#### What is required:
Each line that follows is to be retyped exactly.

Coordinate annotation entries
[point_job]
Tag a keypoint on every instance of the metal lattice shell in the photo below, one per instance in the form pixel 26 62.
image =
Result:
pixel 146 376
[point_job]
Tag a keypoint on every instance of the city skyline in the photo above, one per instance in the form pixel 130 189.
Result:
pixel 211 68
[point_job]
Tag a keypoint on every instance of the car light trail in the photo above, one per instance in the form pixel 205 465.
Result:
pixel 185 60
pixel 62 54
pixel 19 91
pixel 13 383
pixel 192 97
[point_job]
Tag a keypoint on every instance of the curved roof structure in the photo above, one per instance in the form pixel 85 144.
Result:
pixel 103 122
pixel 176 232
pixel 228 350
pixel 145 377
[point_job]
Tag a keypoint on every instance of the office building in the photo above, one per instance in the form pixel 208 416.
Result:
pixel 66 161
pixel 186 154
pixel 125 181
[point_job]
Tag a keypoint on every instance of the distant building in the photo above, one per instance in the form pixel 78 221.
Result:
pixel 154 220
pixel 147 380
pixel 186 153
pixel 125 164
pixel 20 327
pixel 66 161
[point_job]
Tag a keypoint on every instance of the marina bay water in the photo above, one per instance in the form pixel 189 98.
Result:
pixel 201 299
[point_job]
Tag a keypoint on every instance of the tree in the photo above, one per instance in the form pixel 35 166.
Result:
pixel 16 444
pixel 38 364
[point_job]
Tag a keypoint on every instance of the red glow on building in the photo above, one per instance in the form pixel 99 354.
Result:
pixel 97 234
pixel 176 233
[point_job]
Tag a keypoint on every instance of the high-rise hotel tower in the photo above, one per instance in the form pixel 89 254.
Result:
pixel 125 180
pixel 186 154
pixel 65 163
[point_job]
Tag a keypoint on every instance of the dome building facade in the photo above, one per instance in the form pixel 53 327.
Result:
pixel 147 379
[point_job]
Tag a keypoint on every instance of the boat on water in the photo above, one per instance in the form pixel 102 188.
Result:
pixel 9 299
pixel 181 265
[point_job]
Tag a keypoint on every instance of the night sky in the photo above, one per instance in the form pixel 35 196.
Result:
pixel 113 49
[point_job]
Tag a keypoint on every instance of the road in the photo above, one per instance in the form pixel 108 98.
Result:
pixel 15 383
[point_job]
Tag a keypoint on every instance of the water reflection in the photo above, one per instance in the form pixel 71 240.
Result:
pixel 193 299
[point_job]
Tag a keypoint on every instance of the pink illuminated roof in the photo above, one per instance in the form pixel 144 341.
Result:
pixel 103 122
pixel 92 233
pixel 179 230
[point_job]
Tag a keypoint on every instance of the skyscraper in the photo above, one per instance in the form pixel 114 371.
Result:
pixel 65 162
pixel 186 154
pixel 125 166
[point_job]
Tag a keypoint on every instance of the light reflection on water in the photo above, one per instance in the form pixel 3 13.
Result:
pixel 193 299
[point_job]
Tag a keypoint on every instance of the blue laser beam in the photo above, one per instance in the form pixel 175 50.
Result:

#### Task solution:
[point_job]
Tag a keypoint on every instance of the metal lattice shell in the photo below, one per instance in the form pixel 26 62.
image =
Result:
pixel 146 376
[point_job]
Tag a keypoint on every instance of the city skyline in the photo above, one per instance in the form pixel 130 189.
Result:
pixel 211 68
[point_job]
Tag a keypoint on every instance of the car light trail in the photo above, one per instance in the form pixel 205 465.
Result:
pixel 185 60
pixel 62 54
pixel 19 91
pixel 13 383
pixel 192 97
[point_job]
Tag a keypoint on every instance of the curved roof structure in the photo above, one per instance in the form pixel 85 144.
Result:
pixel 103 122
pixel 176 232
pixel 228 350
pixel 145 377
[point_job]
Tag a keypoint on every instance of the office building in the photo above, one per instance in the form pixel 208 416.
Result:
pixel 66 161
pixel 186 154
pixel 125 181
[point_job]
Tag a keypoint on every instance of the distant building in the photo above, one per instance in the form pixel 78 221.
Result:
pixel 154 220
pixel 147 380
pixel 186 153
pixel 125 164
pixel 20 327
pixel 66 161
[point_job]
Tag a keypoint on every instance of the marina bay water in the photo above, one per instance in the form pixel 189 98.
Result:
pixel 201 299
[point_job]
Tag a keypoint on every instance of the tree in the photo above, one per instance in the form pixel 35 166.
Result:
pixel 16 444
pixel 38 364
[point_job]
Tag a keypoint on every instance of the red glow on building in the photo above, one per instance in the form pixel 99 354.
Result:
pixel 97 234
pixel 176 233
[point_job]
Tag a keypoint on every instance of the high-rise hotel tower in the photo above, one per instance in the form pixel 89 254.
Result:
pixel 125 180
pixel 186 154
pixel 65 163
[point_job]
Tag a keypoint on every instance of the dome building facade in the photo above, one per instance in the form pixel 53 327.
Result:
pixel 147 379
[point_job]
Tag a keypoint on every instance of the boat on water in the photo above, one per instance in the form pixel 102 188.
Result:
pixel 9 299
pixel 181 265
[point_job]
Tag a keypoint on every instance of the night sky in the photo above, one per instance in the form pixel 35 196.
Result:
pixel 113 49
[point_job]
Tag a keypoint on every instance of the road in the photo above, one per instance in the form pixel 108 98.
Result:
pixel 15 383
[point_job]
Tag a keypoint on every instance of the water reflection in the photo above, one per instance in the form pixel 71 240.
Result:
pixel 193 299
[point_job]
Tag a keypoint on every instance of the pink illuminated roof in the photo above, one per instance in the form pixel 144 341.
Result:
pixel 103 122
pixel 92 233
pixel 179 230
[point_job]
Tag a keypoint on every instance of the skyscraper in the photo above, one per instance in the form pixel 114 371.
Result:
pixel 65 162
pixel 186 154
pixel 125 166
[point_job]
Tag a keypoint on every instance of the light reflection on water in the photo above, one per instance in the form pixel 3 13.
Result:
pixel 193 299
[point_job]
Tag a keypoint on every instance of the blue laser beam in the photo above, one per instance in the form pixel 175 50.
Result:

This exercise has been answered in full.